Please repeat each line below exactly, with no images in the copy.

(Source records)
»»

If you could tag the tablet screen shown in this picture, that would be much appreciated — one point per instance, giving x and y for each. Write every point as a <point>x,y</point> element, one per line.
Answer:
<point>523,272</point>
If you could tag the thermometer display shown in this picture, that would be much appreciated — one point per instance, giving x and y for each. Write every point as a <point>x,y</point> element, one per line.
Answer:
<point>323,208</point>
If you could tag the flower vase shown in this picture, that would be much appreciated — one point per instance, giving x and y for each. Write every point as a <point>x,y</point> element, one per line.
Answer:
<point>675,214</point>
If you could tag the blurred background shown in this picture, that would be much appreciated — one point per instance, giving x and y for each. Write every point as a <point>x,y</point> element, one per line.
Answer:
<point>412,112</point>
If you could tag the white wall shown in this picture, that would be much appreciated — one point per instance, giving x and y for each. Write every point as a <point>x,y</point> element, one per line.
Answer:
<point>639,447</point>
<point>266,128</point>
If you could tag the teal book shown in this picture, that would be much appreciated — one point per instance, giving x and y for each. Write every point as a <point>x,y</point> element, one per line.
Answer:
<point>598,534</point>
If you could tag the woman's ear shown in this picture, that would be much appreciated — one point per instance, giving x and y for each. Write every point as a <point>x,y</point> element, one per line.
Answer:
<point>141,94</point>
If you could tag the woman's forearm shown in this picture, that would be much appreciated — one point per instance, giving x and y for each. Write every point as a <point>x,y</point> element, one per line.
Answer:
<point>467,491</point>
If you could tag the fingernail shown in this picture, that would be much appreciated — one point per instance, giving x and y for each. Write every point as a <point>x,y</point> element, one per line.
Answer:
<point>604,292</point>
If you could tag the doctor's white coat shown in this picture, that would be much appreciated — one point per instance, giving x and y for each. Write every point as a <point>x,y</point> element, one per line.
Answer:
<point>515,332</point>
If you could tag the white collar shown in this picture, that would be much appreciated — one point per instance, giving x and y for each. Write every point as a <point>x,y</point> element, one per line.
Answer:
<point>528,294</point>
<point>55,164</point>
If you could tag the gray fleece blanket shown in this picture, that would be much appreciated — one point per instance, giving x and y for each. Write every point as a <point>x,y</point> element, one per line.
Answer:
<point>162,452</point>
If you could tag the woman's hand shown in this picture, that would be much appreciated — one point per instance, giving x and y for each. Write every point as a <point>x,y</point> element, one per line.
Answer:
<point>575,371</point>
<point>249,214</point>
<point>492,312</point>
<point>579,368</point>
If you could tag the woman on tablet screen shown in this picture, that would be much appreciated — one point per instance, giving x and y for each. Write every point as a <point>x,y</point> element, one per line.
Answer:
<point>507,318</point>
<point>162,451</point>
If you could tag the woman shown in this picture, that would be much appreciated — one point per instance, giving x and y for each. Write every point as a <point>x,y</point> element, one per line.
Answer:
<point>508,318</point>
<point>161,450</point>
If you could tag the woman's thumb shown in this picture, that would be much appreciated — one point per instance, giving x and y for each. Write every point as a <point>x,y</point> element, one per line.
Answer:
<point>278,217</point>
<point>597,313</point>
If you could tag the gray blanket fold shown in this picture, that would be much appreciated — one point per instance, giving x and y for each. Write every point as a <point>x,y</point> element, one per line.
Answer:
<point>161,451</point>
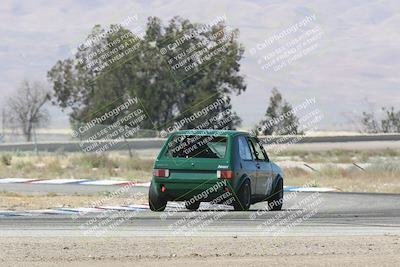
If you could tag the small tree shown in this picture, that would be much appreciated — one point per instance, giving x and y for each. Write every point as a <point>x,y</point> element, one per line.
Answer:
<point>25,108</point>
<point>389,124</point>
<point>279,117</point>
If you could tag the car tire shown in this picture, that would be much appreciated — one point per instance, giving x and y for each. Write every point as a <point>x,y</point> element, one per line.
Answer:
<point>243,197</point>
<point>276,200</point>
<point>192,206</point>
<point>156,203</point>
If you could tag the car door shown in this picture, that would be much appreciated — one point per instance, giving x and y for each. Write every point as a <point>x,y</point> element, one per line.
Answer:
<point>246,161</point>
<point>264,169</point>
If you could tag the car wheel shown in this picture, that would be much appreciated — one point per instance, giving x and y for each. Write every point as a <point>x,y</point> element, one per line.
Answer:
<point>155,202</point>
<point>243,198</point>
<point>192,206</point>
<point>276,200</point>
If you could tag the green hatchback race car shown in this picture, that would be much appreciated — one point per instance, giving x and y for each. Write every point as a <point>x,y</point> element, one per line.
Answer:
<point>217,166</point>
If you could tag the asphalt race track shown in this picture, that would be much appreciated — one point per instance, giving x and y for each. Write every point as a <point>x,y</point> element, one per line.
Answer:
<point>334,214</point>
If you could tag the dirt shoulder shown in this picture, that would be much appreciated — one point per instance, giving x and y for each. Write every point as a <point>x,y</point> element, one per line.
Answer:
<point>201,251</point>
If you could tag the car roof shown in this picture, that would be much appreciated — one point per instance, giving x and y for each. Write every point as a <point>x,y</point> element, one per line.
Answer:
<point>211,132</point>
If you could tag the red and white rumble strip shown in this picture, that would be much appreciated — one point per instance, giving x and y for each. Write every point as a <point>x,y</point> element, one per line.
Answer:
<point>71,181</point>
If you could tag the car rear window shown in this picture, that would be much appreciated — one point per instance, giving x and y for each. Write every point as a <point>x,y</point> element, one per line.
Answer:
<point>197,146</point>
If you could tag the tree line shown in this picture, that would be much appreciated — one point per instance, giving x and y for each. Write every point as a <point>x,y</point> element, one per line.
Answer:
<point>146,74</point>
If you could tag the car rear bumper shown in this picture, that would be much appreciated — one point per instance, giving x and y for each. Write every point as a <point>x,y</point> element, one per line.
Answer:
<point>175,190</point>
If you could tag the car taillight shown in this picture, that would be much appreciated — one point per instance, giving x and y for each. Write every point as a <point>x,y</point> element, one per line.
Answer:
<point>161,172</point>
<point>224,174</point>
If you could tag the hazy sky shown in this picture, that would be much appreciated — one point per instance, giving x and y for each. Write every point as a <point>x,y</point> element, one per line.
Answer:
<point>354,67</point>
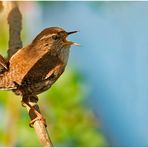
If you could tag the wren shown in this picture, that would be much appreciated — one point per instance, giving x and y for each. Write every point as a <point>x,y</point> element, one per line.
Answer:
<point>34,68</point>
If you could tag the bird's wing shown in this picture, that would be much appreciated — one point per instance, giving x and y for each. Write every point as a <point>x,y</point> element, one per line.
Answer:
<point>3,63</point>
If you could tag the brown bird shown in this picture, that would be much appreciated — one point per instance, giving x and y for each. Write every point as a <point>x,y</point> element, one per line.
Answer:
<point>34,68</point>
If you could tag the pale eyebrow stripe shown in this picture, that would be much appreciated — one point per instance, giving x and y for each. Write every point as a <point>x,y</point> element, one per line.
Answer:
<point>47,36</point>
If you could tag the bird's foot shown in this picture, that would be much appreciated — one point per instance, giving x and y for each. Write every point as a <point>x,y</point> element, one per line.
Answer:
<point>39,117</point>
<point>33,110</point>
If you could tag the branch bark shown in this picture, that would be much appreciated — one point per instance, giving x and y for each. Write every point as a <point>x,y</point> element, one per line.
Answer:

««

SOLUTION TO THE PROBLEM ▸
If you could tag the tablet screen shown in this picture, that would be much appreciated — one point per instance, giving x and y for each. Write every point as a <point>x,y</point> element, one per line.
Answer:
<point>523,272</point>
If you could tag the thermometer display shown in this picture, that would be much appreciated — one point per instance, giving x and y for each. Write every point as a <point>x,y</point> element, one per line.
Answer:
<point>323,208</point>
If you could tag the flower vase shown in this picture, that would be much appreciated — one point per instance, giving x and y for each. Write every point as a <point>x,y</point> element, one per line.
Answer:
<point>675,214</point>
If you could tag the blurred background shown in this picture, that would be much appreciated — one point per instance, giving x and y for each. Write every point as a <point>x,y</point> element, one per line.
Answer:
<point>412,112</point>
If you could tag the white wall shown in this picture, that would be much appreciated — one point per instance, giving x and y for each. Write every point as a <point>x,y</point> element, one per line.
Answer:
<point>639,447</point>
<point>266,128</point>
If you could tag the teal book shown in this picture, that would be much appreciated — one point per instance, giving x and y for each. Write every point as a <point>x,y</point> element, one per line.
Answer:
<point>598,534</point>
If you could tag the woman's ear shown in this picture, that would be much appreciated — one point per instance, giving x and y for each. Write every point as a <point>x,y</point> element, one per line.
Answer:
<point>141,94</point>
If you could tag the woman's forearm shown in this picture, that would be much appreciated — one point per instance, giving x and y for each. Write every point as a <point>x,y</point> element, one per line.
Answer:
<point>467,491</point>
If you could tag the fingernail shown in this picture, that would be much appreciated — one point per instance, giving x and y for each. Write every point as a <point>x,y</point> element, one per line.
Answer:
<point>604,292</point>
If you could tag the doctor's white coat shown in this picture, that would be much appreciated — one point per instance, giving x and y for each. Write every point as a <point>x,y</point> element, one per line.
Answer:
<point>515,332</point>
If you could tag the white collar shown in this picture, that would be much appreciated — one point per instance, giving x and y for each. Write every point as a <point>x,y</point> element, one per line.
Answer:
<point>528,294</point>
<point>55,164</point>
If you could tag the gray fleece blanket shown in this picture, that would be much appreciated — one point per instance, giving x and y for each. Write every point as a <point>x,y</point> element, one per line.
Answer:
<point>162,452</point>
If you could tag the woman's hand shown in this picture, that would be much appreciated — one point per instance, giving x and y for each. Write every point as a <point>x,y</point> element, one per line.
Answer:
<point>575,371</point>
<point>249,214</point>
<point>492,312</point>
<point>579,368</point>
If you could tag the woman on tablet screen shown in this picture, that would be much appreciated — one point per instance, giving x and y for each. Write every point as a <point>x,y</point> element, one per line.
Answer:
<point>507,318</point>
<point>162,451</point>
If you could tag the woman shown in this picture, that would be much appreciated — one point per instance, giving x and y for each. Write every point as a <point>x,y</point> element, one per line.
Answer:
<point>508,318</point>
<point>161,450</point>
If you could tag the woman's thumb shown in this picture, that would be much appreciated — one point per instance, giving x and y for each. Write every point as a <point>x,y</point> element, one per line.
Answer:
<point>278,217</point>
<point>597,313</point>
If you could tag the gray blanket fold shown in this picture, that would be much appreciated — one point per instance, giving x and y for each. Write every point as a <point>x,y</point> element, one per line.
Answer:
<point>161,451</point>
If you could tag the small tree shown in this picture, that would be much appreciated — one point per instance, giving x and y for each. Write every point as a <point>x,y</point> element, one per line.
Answer:
<point>25,108</point>
<point>389,124</point>
<point>279,117</point>
If you could tag the car tire shown in this picture, that would be much appreciated — one point per instance, giving x and y for each. Write every point as a <point>x,y</point> element, one per line.
Answer:
<point>243,197</point>
<point>276,200</point>
<point>192,206</point>
<point>156,203</point>
If you could tag the car door shown in this picture, that would be much appreciated — one point per instance, giving x and y for each. Write every point as a <point>x,y</point> element, one per line.
Answer:
<point>246,161</point>
<point>264,169</point>
If you could tag the car wheel shown in this picture, that would be much appreciated — one point per instance, giving x and y for each. Write every point as a <point>x,y</point> element, one per line.
Answer:
<point>155,202</point>
<point>243,198</point>
<point>192,206</point>
<point>276,200</point>
If you could tag the green hatchback race car shown in this picture, that would be much appreciated — one point per instance, giving x and y for each. Write every point as a <point>x,y</point> element, one per line.
Answer:
<point>217,166</point>
If you could tag the asphalt race track shown in this picture, that would be much appreciated — one point per instance, giving x and y for each. Write every point as a <point>x,y</point> element, one per line.
Answer:
<point>334,214</point>
If you could tag the dirt shoulder shown in this picture, that would be much appreciated — one point per instance, giving x and y for each. Write every point as a <point>x,y</point> element, one per line.
Answer:
<point>201,251</point>
If you could tag the car roof shown in this picture, that would be much appreciated — one point per instance, giving x and y for each. Write every point as a <point>x,y</point> element, one per line.
Answer:
<point>211,132</point>
If you could tag the red and white rumble strip shown in this picture, that would be much appreciated — one point per instance, giving x and y for each. Write every point as a <point>x,y</point> element, one per line.
Answer:
<point>71,181</point>
If you could tag the car rear window shown in this picture, that would be much appreciated — one point per instance, giving x and y for each. Write every point as a <point>x,y</point> element, one per line.
Answer:
<point>197,146</point>
If you could tag the tree line shown in this picture, that would be much appreciated — one point per instance, giving x and y for each. Write every point as a <point>x,y</point> element, one per line.
Answer:
<point>146,74</point>
If you could tag the car rear bumper shown in this picture, that would be much appreciated — one point per instance, giving x and y for each. Write every point as a <point>x,y</point> element, one per line.
Answer:
<point>175,190</point>
If you could tag the car taillight shown in this picture, that would be much appreciated — one point per instance, giving x and y for each. Write every point as a <point>x,y</point> element, one per line.
Answer:
<point>161,172</point>
<point>224,174</point>
If you could tag the hazy sky shown in this picture, that would be much appreciated — one point per instance, giving x and y for each. Write every point as a <point>x,y</point> element, one per line.
Answer:
<point>354,67</point>
If you could tag the wren shown in this picture, that would be much appreciated — one point per instance, giving x and y for each. Write every point as a <point>x,y</point> element, one per line.
Answer:
<point>34,68</point>
If you could tag the bird's wing shown in this picture, that would be much appreciated — one point per instance, giving x and y for each. Write every point as a <point>x,y</point> element, one per line.
Answer:
<point>3,63</point>
If you could tag the brown bird shown in this picture, that would be much appreciated — one point per instance, giving x and y for each. Write every point as a <point>x,y</point> element, one per line.
Answer:
<point>34,68</point>
If you could tag the pale eyebrow stripe shown in this picture, that would be much appreciated — one point per instance, giving x and y for each. Write every point as a <point>x,y</point> element, one per line.
Answer:
<point>47,36</point>
If you could tag the bird's foot shown in this picture, that would be much appreciated — one point per instance, giving x and y for each. Write every point as a <point>x,y</point> element, one per line.
Answer:
<point>39,117</point>
<point>33,110</point>
If you could tag the branch bark shown in this picture, that would be much appreciated — one point per instance, giving x and y for each. Write every point as a <point>x,y</point> element, one per line.
Answer:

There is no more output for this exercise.